Reproduce the lines of the listing below word for word, starting with the line that contains "Point out the flight" and going on through the line that contains "x=145, y=108". Give only those lines.
[Start of MATERIAL SUPPLIED]
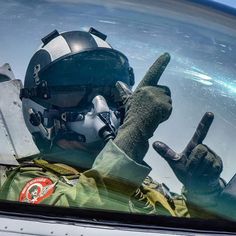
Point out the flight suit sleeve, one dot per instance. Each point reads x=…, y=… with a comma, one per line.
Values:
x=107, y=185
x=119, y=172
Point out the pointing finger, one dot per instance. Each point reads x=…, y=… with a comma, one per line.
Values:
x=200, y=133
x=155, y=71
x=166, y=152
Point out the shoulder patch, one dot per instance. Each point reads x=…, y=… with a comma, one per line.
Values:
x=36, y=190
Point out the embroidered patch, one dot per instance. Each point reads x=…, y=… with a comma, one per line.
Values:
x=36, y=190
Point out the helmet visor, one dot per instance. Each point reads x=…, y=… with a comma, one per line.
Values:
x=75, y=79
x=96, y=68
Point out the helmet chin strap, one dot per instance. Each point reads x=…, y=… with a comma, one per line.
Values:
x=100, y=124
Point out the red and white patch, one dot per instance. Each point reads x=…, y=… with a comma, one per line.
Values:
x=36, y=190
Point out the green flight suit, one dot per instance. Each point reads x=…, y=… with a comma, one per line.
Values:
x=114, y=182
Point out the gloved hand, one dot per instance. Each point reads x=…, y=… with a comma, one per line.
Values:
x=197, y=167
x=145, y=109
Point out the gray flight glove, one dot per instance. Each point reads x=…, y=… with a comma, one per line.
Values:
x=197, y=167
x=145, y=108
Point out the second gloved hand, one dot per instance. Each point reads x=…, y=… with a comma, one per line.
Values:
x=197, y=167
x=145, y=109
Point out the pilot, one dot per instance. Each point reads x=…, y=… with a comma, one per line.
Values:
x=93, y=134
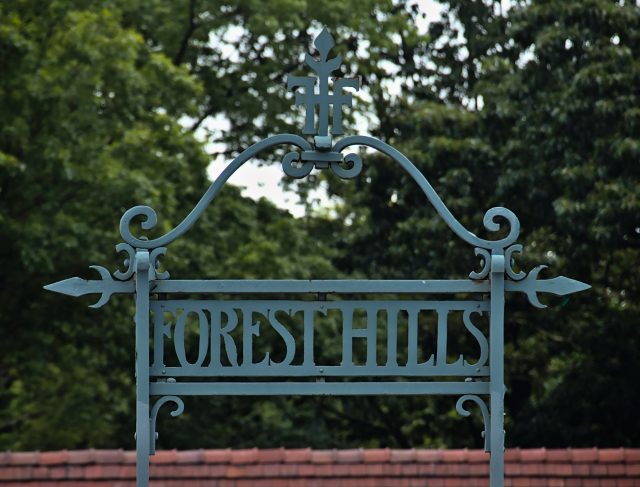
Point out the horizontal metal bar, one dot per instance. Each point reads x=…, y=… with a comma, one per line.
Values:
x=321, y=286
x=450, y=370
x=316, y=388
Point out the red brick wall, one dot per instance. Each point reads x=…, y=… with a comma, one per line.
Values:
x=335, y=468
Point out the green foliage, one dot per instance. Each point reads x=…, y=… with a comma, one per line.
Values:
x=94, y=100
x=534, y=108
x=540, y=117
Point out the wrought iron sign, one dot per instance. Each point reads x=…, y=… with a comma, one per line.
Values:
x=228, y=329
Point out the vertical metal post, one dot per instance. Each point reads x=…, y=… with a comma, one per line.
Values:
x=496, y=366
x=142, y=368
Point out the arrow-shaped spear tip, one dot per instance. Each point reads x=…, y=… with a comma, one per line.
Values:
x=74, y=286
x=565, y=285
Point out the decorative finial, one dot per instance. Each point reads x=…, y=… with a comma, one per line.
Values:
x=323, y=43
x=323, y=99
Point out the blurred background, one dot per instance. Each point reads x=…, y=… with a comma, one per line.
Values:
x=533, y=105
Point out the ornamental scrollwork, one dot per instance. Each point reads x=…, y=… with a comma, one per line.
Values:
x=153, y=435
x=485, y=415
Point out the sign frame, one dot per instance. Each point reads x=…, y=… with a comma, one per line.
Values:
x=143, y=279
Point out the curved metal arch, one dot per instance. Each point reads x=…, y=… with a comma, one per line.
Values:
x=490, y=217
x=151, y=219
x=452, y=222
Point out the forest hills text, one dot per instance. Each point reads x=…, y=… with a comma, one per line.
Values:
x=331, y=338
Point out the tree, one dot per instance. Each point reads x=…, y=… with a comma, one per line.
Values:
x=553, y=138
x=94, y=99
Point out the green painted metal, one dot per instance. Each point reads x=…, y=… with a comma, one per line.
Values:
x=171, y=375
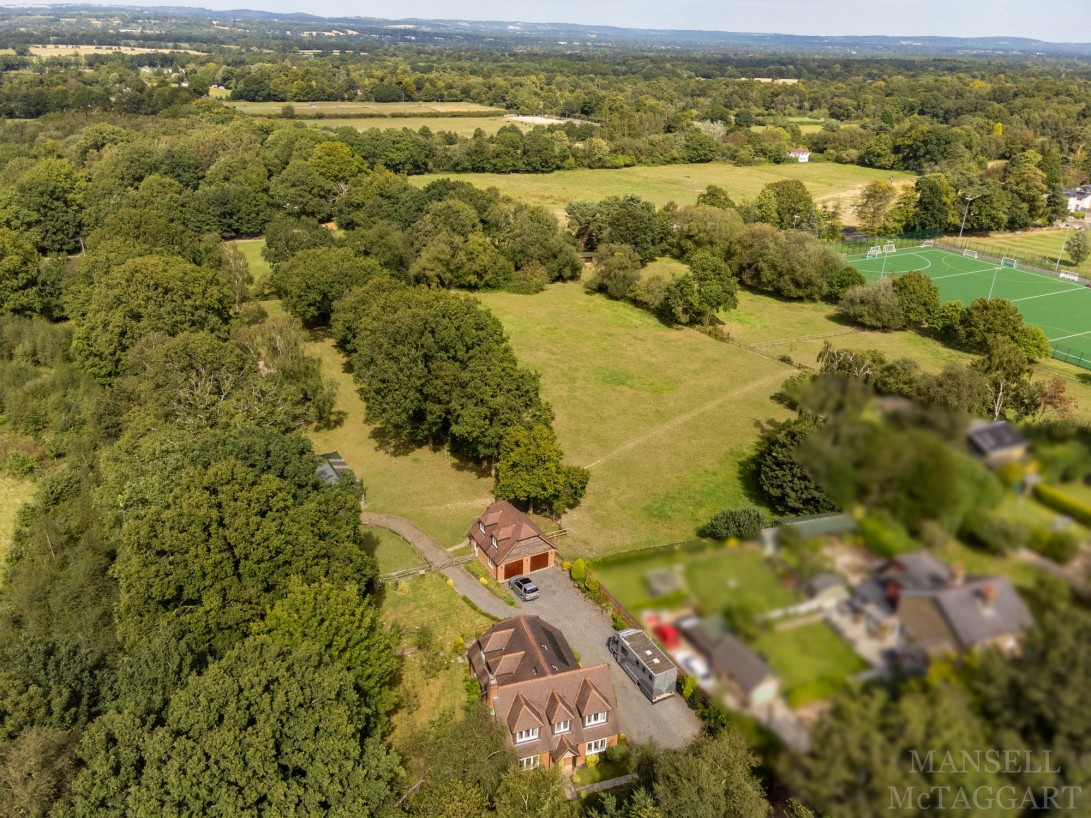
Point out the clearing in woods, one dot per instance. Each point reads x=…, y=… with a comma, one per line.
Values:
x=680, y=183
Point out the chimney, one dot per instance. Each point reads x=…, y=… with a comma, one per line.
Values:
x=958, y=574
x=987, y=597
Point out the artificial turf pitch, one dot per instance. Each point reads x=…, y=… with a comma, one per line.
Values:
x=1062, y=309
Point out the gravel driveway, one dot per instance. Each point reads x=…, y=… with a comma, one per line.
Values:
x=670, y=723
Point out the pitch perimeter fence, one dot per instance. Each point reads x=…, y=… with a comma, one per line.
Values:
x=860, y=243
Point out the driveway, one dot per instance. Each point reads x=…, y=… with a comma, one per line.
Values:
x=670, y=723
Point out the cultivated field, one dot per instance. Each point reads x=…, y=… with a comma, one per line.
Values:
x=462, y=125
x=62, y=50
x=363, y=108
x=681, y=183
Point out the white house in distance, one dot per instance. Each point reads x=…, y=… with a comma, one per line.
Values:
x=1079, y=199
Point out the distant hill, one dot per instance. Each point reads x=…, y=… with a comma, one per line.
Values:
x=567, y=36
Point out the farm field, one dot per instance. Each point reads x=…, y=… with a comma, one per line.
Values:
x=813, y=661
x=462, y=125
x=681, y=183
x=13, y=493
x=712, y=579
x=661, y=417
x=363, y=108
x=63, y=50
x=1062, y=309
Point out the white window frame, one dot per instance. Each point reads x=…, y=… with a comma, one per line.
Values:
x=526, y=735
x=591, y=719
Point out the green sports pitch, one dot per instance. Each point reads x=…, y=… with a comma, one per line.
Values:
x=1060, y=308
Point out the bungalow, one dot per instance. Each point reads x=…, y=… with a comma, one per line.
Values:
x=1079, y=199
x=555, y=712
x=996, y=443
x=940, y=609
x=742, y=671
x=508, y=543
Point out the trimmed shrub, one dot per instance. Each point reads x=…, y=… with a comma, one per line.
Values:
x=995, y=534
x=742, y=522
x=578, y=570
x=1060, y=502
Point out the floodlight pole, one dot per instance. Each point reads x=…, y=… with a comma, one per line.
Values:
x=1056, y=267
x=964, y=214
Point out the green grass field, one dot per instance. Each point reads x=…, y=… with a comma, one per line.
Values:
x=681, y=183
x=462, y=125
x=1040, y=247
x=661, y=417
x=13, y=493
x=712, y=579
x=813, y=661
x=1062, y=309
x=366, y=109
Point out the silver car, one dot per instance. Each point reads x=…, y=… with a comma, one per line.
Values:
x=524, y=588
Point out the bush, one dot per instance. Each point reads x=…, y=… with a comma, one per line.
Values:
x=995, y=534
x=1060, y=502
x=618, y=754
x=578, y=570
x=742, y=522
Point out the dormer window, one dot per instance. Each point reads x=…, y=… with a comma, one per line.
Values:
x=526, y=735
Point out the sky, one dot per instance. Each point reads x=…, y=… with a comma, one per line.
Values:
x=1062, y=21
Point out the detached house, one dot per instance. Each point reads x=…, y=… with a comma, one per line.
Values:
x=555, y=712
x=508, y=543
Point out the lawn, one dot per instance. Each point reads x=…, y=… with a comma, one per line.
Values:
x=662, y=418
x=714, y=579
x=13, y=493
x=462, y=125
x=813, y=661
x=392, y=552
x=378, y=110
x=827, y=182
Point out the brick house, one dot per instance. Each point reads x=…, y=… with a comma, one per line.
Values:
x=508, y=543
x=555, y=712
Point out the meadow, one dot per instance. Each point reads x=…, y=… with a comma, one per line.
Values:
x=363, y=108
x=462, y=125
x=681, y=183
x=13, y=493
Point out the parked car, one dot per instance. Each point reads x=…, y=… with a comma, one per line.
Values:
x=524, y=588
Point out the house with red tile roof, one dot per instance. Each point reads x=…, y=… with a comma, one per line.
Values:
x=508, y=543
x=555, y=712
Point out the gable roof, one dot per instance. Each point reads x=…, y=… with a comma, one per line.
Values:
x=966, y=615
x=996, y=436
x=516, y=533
[End of MATERIAL SUPPLIED]
[Start of MATERIAL SUPPLIED]
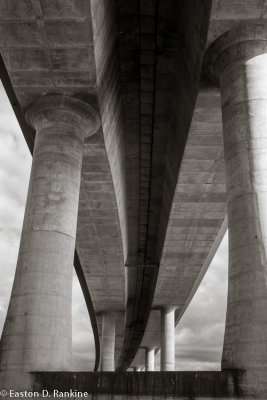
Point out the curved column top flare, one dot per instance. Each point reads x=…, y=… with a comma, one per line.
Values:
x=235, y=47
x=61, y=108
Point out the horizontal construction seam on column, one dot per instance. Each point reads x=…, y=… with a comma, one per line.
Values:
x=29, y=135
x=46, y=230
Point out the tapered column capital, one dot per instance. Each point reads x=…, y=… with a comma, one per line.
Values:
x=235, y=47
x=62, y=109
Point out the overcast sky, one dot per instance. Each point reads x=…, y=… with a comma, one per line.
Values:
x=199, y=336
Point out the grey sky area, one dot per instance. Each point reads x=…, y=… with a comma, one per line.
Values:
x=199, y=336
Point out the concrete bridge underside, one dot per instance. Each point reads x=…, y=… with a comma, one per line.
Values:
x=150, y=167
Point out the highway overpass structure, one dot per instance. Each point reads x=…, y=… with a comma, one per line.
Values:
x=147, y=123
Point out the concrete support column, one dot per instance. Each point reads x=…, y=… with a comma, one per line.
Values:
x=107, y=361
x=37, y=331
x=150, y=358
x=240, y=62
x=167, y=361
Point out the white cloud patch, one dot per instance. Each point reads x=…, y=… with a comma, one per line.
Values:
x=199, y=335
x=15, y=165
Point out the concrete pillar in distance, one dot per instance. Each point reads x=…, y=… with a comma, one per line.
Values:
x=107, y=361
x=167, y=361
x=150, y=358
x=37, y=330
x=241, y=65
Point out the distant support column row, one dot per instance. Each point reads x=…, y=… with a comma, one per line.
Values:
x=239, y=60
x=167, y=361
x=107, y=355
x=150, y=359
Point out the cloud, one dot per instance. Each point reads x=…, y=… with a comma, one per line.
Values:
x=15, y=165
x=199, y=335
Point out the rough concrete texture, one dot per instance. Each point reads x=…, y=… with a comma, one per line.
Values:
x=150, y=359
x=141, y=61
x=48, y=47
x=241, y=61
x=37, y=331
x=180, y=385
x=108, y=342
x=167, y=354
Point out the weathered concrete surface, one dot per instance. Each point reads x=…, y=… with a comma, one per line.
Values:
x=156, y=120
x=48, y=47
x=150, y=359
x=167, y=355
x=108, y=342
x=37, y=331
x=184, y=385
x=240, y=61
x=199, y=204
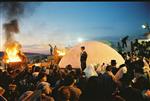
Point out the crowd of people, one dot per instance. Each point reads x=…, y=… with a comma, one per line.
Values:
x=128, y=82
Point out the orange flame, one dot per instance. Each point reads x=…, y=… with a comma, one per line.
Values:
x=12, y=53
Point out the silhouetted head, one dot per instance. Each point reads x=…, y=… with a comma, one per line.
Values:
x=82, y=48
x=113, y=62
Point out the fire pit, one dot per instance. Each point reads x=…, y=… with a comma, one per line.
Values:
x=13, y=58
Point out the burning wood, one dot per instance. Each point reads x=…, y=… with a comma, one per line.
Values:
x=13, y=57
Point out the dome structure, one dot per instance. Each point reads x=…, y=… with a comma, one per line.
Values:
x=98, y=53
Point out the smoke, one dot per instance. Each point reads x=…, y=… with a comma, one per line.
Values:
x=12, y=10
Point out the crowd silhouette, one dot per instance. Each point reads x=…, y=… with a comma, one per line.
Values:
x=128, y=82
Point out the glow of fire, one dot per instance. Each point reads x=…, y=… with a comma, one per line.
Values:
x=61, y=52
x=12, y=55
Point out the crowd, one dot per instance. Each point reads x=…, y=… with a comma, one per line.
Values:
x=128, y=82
[End of MATERIAL SUPPLIED]
**RESULT OF THIS EXERCISE**
Point out the flight suit sleeve, one dot per instance. Each point reads x=…, y=… with a comma, one per line.
Values:
x=107, y=185
x=119, y=172
Point out the pointing finger, one dot per instance. Each point reads x=…, y=… with a comma, one per line.
Values:
x=200, y=133
x=155, y=71
x=166, y=152
Point out the shoulder patch, one dot per instance. Each point reads x=…, y=… with a comma, one per line.
Values:
x=36, y=190
Point out the embroidered patch, one dot per instance. Each point reads x=…, y=… with a comma, one per line.
Values:
x=36, y=190
Point out the helmet visor, one dot per instance. Each point reads x=…, y=… with a comma, one per line.
Values:
x=75, y=79
x=96, y=68
Point out the helmet chin strap, one dot per instance. Each point reads x=…, y=… with a comma, one per line.
Values:
x=100, y=124
Point out the red and white patch, one dot per instance. Each point reads x=…, y=… with a comma, one per line.
Values:
x=36, y=190
Point out the green flight suit, one dot per instance. Each point reads x=…, y=… with a comma, one per line.
Values:
x=114, y=182
Point out the gloved hand, one dot per instance. Each point reads x=…, y=… with a comma, one per line.
Values:
x=197, y=167
x=145, y=109
Point out the gray flight glove, one dot per instance. Each point reads x=…, y=… with a comma, one per line.
Values:
x=197, y=167
x=145, y=108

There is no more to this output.